Local Independent Deputy, Denis Naughten, has called on Government to treat the surge in long Covid patients with the same urgency as the initial Covid-19 infections.
Symptoms of long Covid include fatigue and brain fog, which are experienced at least three months after the initial infection for significant periods of time, in some cases over two years. Professor Jack Lambert of the Mater Hospital told the Oireachtas Health Committee recently that patients with the condition “act very much like patients who have experienced closed head injuries”
Deputy Naughten has provided the first analysis and county by county breakdown of the 336,451 adults nationally who are likely to be suffering from long Covid based on research conducted in Ireland and the Netherlands.
“The reality is that such a large number of long Covid patients presenting to our health service with complex health conditions will overwhelm our hospitals as we begin to plan for a winter of hospital overcrowding. In addition these services will be put under considerable pressure due to recurring waves of further Covid-19 illness.
“We cannot just sleepwalk into a crisis of chronic illness, which will push people waiting on treatments since before the pandemic even further down already horrendous waiting lists. We need to see this surge of long Covid patients managed with a co-ordinated response from Government, which based on responses that I have received previously has not been forthcoming.
“The numbers are just staggering. Dublin has the highest number of patients suffering the long-term effects of Covid-19 with 100,650, with County Leitrim at the other end of the scale with 2,075 patients. However, by population County Carlow has the most patients with long Covid at 4,750 yet their neighbours in County Wicklow having the lowest incidence of long Covid by population at 8,636, followed closely by County Wexford at 9,093.
“These figures are based on research published earlier this month in The Lancet by a team of researchers in the Netherlands who have attributed long Covid symptoms to 12.7% of patients infected with the SARS-CoV-2 virus and research on blood donors published last month by Ireland’s Health Protection Surveillance Centre which indicates that 69% of adults in Ireland have been infected by the virus.
“In fact, The Lancet paper has described long Covid as ‘the next public health disaster in the making’, which clearly indicates that Government must now treat this illness and the patients with it as a matter of the utmost priority,” Deputy Naughten asserted.

*Information provided:*
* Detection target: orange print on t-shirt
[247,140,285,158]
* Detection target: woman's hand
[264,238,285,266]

*Your instructions:*
In the long Covid article, what percentage of adults in Ireland does the Health Protection Surveillance Centre's research on blood donors indicate have been infected by the virus?

*Answer box:*
69%